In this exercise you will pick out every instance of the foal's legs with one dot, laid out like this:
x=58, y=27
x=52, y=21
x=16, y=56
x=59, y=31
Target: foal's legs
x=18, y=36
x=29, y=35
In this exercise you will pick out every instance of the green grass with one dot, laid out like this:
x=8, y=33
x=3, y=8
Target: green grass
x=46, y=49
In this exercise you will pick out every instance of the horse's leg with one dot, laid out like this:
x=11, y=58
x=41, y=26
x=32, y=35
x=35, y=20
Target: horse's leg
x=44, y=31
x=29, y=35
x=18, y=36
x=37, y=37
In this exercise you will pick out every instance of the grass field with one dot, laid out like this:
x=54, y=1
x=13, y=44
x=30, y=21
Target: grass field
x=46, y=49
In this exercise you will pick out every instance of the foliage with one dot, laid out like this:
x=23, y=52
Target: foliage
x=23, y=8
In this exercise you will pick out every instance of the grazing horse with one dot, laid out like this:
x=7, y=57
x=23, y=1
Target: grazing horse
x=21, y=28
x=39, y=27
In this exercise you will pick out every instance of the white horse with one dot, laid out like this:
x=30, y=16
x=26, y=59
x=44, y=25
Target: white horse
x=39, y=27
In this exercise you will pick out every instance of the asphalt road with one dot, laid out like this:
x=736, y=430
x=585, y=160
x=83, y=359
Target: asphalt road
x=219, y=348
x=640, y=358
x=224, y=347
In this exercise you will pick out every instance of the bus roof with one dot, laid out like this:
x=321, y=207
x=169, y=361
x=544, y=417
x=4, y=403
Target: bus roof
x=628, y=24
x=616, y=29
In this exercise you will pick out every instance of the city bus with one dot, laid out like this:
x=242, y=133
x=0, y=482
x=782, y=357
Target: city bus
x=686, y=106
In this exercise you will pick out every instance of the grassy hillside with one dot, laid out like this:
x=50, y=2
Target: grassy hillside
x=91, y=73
.....
# Task brief:
Could you lay out the lines from the one with "of the asphalt" up to and including the one with "x=224, y=347" as a Markdown table with the columns No. and Entry, numbering each row and skipping any blank lines?

# Result below:
| No. | Entry |
|---|---|
| 1 | In this exercise you will pick out every instance of the asphalt road with one dot, laid out like this: |
| 2 | x=736, y=430 |
| 3 | x=585, y=160 |
| 4 | x=83, y=359 |
| 5 | Target: asphalt road |
| 6 | x=219, y=348 |
| 7 | x=640, y=358 |
| 8 | x=224, y=347 |